STATED EXERCISE:
Count the lines in the material below that contain the string "blurred". Reply with the number only.

SUPPLIED DATA:
#####

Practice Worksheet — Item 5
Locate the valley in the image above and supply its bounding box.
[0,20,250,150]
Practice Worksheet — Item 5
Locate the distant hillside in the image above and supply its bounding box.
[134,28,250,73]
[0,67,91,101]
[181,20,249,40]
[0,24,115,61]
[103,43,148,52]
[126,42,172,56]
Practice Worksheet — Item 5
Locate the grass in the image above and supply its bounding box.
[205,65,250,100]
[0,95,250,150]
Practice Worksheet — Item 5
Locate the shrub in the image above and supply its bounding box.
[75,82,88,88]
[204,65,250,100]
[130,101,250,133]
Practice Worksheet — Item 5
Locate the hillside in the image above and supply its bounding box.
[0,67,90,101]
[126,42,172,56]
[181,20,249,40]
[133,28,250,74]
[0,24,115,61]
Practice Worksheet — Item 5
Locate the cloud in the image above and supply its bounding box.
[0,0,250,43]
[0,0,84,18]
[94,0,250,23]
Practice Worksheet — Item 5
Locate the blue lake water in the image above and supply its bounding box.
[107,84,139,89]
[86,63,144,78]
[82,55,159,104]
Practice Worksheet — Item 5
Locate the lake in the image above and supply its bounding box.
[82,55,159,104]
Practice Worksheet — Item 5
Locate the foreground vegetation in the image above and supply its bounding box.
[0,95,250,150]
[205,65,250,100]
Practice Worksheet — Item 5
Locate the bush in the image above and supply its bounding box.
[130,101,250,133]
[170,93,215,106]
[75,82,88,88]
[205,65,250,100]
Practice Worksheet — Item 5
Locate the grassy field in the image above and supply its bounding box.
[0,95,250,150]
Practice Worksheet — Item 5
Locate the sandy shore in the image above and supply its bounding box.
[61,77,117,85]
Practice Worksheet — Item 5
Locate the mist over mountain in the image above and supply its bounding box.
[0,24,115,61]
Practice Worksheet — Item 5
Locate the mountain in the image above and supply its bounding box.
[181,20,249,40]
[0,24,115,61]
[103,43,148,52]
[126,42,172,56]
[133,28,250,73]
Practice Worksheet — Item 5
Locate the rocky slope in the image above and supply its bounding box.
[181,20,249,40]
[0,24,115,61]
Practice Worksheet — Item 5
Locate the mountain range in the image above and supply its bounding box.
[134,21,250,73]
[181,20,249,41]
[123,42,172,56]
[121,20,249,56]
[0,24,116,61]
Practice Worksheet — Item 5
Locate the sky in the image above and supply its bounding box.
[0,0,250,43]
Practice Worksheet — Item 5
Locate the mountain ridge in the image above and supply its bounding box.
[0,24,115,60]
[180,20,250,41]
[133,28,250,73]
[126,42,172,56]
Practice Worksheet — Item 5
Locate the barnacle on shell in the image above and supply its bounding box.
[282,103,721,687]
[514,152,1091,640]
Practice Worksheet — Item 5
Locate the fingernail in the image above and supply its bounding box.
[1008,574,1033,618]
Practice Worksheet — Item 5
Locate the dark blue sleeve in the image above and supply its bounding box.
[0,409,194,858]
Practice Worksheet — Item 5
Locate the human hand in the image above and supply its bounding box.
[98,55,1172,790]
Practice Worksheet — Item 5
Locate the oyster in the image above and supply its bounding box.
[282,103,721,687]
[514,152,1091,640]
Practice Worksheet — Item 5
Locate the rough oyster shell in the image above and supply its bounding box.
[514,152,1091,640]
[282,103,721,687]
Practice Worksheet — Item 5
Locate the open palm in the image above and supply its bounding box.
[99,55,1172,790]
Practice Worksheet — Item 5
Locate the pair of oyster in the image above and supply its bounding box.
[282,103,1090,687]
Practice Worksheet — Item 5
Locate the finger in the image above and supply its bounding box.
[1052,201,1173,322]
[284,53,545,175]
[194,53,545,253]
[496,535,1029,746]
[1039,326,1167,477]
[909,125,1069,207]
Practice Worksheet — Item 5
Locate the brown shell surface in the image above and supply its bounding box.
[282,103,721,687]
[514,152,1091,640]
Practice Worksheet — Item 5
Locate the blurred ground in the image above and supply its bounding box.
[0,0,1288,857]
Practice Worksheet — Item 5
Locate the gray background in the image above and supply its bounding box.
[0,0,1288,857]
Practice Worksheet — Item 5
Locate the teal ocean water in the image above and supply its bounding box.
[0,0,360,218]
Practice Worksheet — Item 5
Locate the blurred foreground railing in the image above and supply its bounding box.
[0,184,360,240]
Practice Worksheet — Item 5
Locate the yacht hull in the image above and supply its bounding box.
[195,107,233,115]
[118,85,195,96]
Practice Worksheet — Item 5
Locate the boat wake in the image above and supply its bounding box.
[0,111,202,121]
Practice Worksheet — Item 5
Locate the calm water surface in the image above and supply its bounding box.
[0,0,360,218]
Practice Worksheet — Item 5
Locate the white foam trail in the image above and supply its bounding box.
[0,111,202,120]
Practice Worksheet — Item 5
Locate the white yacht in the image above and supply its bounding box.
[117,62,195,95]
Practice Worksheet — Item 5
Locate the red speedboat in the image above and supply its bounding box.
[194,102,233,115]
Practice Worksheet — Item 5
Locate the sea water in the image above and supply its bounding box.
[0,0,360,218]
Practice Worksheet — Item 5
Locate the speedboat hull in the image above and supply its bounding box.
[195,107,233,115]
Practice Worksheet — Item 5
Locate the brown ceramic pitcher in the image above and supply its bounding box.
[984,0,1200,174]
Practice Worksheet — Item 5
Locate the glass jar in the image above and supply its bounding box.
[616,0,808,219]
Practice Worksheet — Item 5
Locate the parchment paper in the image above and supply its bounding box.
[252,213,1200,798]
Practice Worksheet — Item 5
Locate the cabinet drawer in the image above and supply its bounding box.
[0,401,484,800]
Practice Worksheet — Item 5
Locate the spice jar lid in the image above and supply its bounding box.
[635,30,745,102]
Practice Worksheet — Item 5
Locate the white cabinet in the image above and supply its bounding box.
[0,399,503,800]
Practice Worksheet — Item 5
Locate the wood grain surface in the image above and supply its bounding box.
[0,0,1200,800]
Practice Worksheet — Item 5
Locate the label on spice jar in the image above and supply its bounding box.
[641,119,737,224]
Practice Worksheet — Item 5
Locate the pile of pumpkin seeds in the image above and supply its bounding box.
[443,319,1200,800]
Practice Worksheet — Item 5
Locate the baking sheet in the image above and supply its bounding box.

#####

RESPONSE TO THE EXERCISE:
2